The answer must restate every entry exactly as it appears.

----- Available data -----

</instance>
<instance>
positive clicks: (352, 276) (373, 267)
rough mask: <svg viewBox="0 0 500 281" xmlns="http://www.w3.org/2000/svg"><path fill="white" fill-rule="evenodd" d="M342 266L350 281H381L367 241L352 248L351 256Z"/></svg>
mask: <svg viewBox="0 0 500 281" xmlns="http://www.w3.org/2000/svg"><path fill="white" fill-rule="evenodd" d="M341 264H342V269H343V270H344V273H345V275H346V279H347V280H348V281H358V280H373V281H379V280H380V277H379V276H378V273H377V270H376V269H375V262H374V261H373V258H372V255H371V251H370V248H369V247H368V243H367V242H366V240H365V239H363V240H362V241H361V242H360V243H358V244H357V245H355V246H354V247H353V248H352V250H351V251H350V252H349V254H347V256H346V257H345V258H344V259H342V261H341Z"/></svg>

-----

Expected answer »
</instance>
<instance>
positive clicks: (352, 276) (373, 267)
rough mask: <svg viewBox="0 0 500 281" xmlns="http://www.w3.org/2000/svg"><path fill="white" fill-rule="evenodd" d="M342 266L350 281H381L367 241L352 248L351 256Z"/></svg>
mask: <svg viewBox="0 0 500 281" xmlns="http://www.w3.org/2000/svg"><path fill="white" fill-rule="evenodd" d="M341 264H342V269H343V270H344V273H345V275H346V279H347V280H348V281H358V280H373V281H379V280H380V277H379V276H378V273H377V270H376V269H375V262H374V261H373V258H372V255H371V251H370V248H369V247H368V243H367V242H366V240H365V239H363V240H362V241H361V242H360V243H358V244H357V245H355V246H354V247H353V248H352V250H351V251H350V252H349V254H347V256H346V257H345V258H344V259H342V261H341Z"/></svg>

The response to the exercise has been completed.